Dataset entries below:

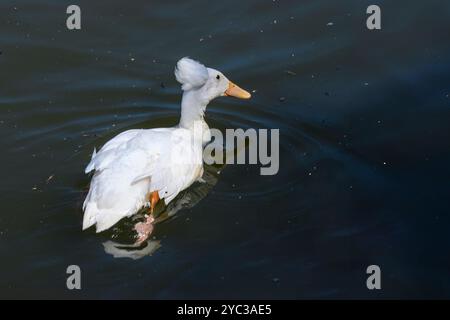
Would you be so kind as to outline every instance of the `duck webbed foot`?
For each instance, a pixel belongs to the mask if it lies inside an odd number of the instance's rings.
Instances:
[[[136,244],[142,244],[152,234],[154,220],[155,219],[150,214],[150,215],[146,215],[144,222],[136,223],[136,225],[134,226],[134,229],[137,232],[137,239],[135,242]]]
[[[153,222],[155,221],[155,218],[153,217],[153,210],[159,201],[158,191],[151,192],[148,195],[148,199],[150,200],[150,214],[145,215],[144,222],[139,222],[134,226],[134,229],[137,232],[137,240],[135,243],[138,245],[147,240],[153,232]]]

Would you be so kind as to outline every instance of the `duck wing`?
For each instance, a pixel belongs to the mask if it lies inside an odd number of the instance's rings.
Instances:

End of Dataset entries.

#### [Required work]
Copy each line above where "every" appears.

#### [Written solution]
Would you be so kind as to outline every instance of the `duck webbed foot`?
Would you be so kind as to outline every instance of the `duck wing`?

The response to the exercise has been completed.